> GOAL: Extract every line of the data below verbatim, in its original order.

::::::::::

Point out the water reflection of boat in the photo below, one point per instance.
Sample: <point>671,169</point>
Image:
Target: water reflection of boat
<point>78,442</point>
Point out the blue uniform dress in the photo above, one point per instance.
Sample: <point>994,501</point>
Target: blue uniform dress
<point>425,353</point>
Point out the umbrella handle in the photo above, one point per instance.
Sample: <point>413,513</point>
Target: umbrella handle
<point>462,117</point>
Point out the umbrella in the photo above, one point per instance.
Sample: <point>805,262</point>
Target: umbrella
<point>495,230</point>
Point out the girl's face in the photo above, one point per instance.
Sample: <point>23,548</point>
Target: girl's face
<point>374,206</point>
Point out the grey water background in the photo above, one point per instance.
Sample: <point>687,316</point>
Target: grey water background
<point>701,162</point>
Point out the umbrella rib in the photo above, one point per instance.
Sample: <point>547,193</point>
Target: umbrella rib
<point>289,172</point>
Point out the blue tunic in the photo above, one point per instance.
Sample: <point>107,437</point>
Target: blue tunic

::::::::::

> THE OUTPUT:
Point out the water reflection of boat in the photo below, one point per instance.
Sample: <point>671,169</point>
Image:
Target: water reflection of boat
<point>78,442</point>
Point out the blue uniform dress in the photo above, one point per instance.
Sample: <point>994,501</point>
Target: blue uniform dress
<point>425,353</point>
Point out the umbrella handle in the photo above, one point per instance.
Sample: <point>413,513</point>
Target: umbrella handle
<point>462,117</point>
Point out the umbrella in the photo above, one point per instance.
Sample: <point>805,262</point>
Target: umbrella
<point>495,230</point>
Point out the girl's face in the photo above, one point per instance.
Sample: <point>23,548</point>
Target: girl's face
<point>374,206</point>
Point out the grey water background in the photo above, one point per instance.
Sample: <point>687,316</point>
Target: grey water background
<point>701,162</point>
Point out the umbrella rib in the photo above, one point per instance.
Sample: <point>547,193</point>
Target: umbrella rib
<point>289,172</point>
Point out the blue tunic in the photo above, one point per instance.
Sample: <point>107,437</point>
Target: blue tunic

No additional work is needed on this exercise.